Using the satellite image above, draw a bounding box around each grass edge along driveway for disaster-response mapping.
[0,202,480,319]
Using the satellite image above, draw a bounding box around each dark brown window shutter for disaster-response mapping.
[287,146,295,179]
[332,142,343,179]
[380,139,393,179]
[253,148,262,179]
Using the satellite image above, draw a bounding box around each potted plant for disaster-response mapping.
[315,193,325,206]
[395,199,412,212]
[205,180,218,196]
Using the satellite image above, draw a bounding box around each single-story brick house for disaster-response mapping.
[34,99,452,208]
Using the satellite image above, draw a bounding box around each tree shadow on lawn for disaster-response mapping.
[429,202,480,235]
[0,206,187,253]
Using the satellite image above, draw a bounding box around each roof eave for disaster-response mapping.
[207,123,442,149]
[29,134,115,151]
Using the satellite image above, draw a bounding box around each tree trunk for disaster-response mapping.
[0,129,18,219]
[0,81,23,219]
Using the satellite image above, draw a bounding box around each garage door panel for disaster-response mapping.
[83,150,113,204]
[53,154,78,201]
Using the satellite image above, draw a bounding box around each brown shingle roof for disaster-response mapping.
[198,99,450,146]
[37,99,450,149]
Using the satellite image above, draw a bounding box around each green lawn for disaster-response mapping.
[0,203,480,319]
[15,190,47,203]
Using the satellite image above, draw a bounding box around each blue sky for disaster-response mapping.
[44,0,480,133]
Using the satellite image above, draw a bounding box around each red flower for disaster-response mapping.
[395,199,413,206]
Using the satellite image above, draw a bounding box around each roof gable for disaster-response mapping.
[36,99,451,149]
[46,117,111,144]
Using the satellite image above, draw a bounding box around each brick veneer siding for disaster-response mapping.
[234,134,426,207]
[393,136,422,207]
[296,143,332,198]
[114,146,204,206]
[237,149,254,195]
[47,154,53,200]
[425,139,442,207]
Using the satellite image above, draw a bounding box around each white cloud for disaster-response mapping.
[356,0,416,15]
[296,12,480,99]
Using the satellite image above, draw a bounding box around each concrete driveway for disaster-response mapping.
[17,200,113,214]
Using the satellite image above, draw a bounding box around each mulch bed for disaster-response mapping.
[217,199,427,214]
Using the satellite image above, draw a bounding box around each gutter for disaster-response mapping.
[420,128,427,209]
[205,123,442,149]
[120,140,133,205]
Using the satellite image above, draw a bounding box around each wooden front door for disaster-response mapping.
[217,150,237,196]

◆ Brief: Reproduce all of the records above, substituting "place" for each occurrence of "draw" and leaving everything else unchanged.

◆ Output of the task:
Using the satellite image above, place a bounding box around each grass edge along driveway for disaster-response mapping.
[0,202,480,319]
Using the satellite image above, place a bounding box around each dark brown window shutter for disaster-response mapping.
[287,146,295,179]
[332,142,343,179]
[380,139,393,179]
[253,148,262,179]
Using the satellite image above, place a bounding box around each potted plant for disaster-response mapping.
[315,193,325,206]
[395,199,412,212]
[205,180,218,196]
Using the satellite image above, place a bounding box around each single-story brick house for disaster-response mapping.
[34,99,452,208]
Using the satellite image above, place a bounding box around each tree shadow on lawn for disaster-response mapping.
[429,202,480,235]
[0,206,187,253]
Using the satellite image above, place a bounding box around each roof eave for disaster-response mapping.
[207,123,442,149]
[29,134,115,151]
Using the satellite image above, place a bounding box around each tree trunk for disaster-response mapping.
[0,129,18,219]
[0,81,23,219]
Using the satellite image above, place a bounding box around each garage door panel for disaster-response mapping.
[83,150,113,204]
[53,154,78,201]
Using the satellite image above, place a bounding box around each brown shingle roof for disaster-response mapping.
[198,99,450,146]
[37,99,450,149]
Using the satellite image above, place a bounding box around each green lawn for disaster-response mapping.
[0,203,480,319]
[15,190,47,203]
Using the satellite image above, place a bounding box around each blue sky for disaster-response mapping.
[44,0,480,133]
Using the satellite image above, place a bounding box around each red flower for disaster-response mapping.
[395,199,413,206]
Using the satellite image above, place a bounding box around each roof gable for disaster-response mapping.
[36,99,451,149]
[46,117,111,144]
Using the satellite image above, place a bounding box around each brick veneer siding for disaster-response mapping.
[234,134,426,207]
[393,136,422,207]
[296,143,332,198]
[114,146,204,206]
[237,149,254,195]
[47,154,53,200]
[425,139,442,207]
Using the satellite image above, place a bounding box around each white cloud for disaster-response mapping.
[356,0,416,15]
[296,12,480,99]
Using the satellite image above, place a bounding box around each concrete driveway for disaster-response mapping.
[17,200,113,214]
Using the satellite image above, place a bounding box around each mulch bed for disaster-response mapping.
[217,199,427,214]
Using the satellite image above, place a bounding box around each gutter for disaster-response mapping.
[420,128,427,209]
[205,123,442,149]
[120,140,133,205]
Using the satellite image above, place a bounding box around each wooden front door for disaster-response mapping.
[217,150,237,196]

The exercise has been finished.